**Exercise goal**
Say the number of lines holding the word "below" in the data, and leave out everything else.

********

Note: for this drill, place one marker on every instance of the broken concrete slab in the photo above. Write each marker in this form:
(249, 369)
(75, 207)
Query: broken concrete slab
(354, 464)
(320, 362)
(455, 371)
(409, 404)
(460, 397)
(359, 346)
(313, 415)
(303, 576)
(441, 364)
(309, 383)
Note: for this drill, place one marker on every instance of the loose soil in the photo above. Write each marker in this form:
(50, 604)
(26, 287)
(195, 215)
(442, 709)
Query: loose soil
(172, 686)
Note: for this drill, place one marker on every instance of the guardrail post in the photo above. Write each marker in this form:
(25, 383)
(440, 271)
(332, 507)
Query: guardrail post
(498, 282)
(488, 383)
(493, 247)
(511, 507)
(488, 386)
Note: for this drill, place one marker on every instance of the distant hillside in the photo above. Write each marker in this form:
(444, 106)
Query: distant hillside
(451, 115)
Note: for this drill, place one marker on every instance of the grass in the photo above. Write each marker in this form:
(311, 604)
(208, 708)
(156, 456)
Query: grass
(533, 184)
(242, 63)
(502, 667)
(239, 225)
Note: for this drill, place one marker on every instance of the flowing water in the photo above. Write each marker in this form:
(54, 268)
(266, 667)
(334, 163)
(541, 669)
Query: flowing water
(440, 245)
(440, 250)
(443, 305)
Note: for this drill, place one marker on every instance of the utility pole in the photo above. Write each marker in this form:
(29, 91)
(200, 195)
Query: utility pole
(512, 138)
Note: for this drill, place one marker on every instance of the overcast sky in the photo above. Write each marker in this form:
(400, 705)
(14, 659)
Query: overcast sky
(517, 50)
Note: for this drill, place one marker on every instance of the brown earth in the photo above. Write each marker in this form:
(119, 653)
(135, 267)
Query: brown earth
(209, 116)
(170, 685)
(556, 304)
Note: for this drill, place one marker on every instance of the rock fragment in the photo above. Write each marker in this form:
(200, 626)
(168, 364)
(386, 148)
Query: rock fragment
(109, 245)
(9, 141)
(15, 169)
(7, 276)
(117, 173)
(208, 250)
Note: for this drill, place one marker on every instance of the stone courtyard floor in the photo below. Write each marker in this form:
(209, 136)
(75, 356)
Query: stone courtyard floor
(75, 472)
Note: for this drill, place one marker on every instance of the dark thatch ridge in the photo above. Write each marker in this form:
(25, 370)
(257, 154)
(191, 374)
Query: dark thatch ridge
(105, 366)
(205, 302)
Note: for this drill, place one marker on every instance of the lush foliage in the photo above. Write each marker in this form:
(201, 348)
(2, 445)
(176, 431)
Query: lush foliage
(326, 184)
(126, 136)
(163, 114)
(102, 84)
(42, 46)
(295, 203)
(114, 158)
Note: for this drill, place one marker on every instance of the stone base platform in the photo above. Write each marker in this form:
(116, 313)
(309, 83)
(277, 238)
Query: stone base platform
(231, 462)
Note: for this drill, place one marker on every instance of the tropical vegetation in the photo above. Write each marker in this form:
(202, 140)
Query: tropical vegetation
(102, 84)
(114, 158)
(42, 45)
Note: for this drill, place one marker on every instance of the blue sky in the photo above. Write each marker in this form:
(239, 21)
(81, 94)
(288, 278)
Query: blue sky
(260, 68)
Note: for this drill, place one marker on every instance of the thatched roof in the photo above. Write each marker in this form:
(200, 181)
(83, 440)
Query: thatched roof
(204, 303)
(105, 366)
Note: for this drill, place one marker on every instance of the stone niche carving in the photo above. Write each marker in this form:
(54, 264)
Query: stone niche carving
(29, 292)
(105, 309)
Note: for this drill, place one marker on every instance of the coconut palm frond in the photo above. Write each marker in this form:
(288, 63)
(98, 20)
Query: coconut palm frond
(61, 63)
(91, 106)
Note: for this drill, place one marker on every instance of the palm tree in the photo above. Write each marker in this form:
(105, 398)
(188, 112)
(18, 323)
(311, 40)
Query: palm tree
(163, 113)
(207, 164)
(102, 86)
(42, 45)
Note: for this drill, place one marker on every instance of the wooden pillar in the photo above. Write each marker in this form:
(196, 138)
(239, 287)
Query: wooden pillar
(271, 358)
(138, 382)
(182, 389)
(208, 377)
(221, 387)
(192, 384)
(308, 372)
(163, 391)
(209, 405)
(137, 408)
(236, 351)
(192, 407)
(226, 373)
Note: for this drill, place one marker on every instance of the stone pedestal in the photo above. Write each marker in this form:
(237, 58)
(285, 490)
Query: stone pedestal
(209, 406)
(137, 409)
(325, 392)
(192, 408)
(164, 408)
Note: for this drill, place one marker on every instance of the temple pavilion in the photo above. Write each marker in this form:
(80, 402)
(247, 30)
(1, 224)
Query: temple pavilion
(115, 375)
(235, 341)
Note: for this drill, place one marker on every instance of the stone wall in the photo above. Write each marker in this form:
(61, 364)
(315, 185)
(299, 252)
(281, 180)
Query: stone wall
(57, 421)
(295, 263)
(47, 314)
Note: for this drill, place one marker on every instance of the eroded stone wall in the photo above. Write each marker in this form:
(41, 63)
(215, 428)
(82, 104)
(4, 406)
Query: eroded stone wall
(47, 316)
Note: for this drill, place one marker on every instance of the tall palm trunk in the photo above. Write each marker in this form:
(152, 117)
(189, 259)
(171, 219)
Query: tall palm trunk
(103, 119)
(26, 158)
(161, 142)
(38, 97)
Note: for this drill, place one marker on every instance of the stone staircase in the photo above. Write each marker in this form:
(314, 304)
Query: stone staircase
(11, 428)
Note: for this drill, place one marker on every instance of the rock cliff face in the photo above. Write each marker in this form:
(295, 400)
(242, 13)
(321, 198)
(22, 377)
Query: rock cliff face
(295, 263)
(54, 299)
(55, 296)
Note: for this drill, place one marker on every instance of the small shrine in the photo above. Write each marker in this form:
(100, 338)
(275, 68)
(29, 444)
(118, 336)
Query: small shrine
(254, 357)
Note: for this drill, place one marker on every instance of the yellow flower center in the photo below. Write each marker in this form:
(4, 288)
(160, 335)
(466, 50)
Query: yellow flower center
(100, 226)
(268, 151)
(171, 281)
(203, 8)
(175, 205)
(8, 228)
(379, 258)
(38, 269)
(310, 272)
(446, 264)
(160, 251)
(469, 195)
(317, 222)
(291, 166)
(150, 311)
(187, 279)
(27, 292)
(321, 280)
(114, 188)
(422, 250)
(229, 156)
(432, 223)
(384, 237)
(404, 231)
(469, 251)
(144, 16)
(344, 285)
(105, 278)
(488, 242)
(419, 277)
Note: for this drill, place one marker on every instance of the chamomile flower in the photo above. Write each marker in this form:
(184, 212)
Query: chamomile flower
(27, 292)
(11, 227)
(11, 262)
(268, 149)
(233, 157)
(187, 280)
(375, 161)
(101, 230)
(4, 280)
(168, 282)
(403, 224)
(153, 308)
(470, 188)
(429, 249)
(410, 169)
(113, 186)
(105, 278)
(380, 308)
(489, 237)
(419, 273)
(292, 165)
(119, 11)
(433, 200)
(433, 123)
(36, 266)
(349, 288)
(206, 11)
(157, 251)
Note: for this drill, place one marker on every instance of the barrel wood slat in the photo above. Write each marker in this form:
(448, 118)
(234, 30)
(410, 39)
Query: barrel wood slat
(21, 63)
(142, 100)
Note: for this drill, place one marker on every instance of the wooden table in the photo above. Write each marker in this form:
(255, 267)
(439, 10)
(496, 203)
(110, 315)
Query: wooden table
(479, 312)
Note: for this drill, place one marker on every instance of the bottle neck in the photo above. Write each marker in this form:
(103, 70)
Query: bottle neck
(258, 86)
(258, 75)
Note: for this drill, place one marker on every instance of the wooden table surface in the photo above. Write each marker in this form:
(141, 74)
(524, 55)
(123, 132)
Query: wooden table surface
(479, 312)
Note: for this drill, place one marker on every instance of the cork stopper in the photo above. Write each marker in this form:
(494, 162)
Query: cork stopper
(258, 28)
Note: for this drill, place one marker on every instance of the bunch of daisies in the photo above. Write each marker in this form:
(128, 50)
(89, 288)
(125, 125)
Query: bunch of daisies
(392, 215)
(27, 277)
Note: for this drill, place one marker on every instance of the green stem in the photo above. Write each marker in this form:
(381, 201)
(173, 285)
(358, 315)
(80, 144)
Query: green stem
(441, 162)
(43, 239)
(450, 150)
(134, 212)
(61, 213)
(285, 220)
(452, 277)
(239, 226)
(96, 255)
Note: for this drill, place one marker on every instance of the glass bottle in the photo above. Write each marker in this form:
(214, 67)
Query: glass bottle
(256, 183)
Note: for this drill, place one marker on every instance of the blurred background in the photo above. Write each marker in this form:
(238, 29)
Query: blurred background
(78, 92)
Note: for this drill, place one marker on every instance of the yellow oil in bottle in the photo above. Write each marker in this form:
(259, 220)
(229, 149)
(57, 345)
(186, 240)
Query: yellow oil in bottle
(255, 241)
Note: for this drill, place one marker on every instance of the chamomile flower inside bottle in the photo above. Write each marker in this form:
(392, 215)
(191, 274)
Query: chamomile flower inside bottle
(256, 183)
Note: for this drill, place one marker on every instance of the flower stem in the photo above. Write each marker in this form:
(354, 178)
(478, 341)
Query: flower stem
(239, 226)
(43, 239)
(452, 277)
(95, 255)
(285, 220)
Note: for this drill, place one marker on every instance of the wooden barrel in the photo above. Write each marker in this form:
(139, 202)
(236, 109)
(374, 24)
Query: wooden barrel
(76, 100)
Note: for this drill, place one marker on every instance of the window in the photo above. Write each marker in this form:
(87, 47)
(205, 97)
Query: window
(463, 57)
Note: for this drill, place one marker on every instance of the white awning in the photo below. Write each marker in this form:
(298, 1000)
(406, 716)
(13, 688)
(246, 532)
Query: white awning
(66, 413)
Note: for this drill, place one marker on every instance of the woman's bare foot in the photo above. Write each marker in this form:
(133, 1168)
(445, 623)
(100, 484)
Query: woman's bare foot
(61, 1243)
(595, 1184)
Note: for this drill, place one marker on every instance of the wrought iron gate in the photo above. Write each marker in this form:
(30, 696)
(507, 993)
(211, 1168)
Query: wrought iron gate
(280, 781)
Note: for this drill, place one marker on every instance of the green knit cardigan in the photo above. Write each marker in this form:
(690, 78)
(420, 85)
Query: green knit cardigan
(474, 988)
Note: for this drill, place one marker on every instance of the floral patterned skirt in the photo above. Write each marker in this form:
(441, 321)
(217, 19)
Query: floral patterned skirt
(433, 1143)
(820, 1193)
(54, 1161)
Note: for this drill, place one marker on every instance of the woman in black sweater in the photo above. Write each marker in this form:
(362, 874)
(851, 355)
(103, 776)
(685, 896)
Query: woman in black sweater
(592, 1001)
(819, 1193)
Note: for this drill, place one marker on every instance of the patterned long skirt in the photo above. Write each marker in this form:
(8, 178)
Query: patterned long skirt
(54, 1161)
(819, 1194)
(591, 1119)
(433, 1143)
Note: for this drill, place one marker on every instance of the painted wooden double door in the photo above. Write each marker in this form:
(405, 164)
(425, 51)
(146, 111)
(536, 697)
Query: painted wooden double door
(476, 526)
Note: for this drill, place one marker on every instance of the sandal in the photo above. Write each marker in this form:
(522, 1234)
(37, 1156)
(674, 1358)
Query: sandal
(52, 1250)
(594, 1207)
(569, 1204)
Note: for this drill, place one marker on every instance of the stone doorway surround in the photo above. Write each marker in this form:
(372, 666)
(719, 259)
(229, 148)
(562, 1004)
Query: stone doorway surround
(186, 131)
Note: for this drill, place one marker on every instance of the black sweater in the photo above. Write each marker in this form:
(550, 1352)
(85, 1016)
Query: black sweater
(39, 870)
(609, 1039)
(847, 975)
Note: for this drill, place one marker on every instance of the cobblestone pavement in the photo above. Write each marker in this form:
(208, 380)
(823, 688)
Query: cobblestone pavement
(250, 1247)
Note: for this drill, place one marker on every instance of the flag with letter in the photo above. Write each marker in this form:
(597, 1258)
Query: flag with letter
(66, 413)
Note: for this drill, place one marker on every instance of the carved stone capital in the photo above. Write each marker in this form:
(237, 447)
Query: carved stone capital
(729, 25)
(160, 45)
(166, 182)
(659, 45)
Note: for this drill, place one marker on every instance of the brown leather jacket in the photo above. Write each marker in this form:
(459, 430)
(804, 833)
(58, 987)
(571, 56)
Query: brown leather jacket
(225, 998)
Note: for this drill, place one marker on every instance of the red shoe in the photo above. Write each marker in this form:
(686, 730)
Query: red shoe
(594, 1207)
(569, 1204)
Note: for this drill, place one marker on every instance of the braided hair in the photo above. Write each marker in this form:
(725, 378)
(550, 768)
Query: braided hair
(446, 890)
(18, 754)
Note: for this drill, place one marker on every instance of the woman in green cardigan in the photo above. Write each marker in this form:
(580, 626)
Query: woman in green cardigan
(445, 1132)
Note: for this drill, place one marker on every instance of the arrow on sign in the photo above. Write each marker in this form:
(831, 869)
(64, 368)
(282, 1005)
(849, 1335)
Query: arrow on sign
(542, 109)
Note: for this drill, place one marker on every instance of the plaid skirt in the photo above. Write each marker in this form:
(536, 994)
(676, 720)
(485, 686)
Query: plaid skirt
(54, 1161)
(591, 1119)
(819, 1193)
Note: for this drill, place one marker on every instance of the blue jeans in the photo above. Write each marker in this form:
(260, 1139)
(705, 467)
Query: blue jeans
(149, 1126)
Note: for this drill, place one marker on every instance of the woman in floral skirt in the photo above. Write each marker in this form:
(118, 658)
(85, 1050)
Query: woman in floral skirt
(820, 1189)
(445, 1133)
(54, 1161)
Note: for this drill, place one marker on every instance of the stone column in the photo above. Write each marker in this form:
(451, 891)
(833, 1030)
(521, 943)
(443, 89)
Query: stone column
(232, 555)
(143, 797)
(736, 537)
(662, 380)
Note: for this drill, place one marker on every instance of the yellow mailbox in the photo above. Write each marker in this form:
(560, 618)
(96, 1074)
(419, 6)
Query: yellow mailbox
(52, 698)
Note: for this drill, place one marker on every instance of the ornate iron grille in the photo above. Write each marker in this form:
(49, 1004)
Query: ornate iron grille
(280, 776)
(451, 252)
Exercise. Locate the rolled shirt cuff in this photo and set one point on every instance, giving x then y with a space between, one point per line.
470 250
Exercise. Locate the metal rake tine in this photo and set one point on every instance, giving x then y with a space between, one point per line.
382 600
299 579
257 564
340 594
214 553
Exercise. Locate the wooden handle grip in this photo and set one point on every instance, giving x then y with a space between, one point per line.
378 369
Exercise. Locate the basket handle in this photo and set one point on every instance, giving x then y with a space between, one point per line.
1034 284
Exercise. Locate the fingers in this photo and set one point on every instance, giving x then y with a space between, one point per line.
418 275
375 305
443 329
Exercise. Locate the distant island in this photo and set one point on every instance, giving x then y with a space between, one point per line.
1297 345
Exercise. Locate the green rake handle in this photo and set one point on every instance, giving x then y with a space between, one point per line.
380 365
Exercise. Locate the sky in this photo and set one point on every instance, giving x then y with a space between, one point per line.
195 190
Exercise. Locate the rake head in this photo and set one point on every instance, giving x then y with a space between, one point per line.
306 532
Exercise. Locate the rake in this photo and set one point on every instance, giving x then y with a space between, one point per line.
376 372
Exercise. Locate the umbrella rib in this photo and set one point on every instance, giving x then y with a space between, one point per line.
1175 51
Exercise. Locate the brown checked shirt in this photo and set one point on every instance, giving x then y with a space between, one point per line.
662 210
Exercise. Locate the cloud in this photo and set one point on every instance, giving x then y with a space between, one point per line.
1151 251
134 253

********

**Response area**
3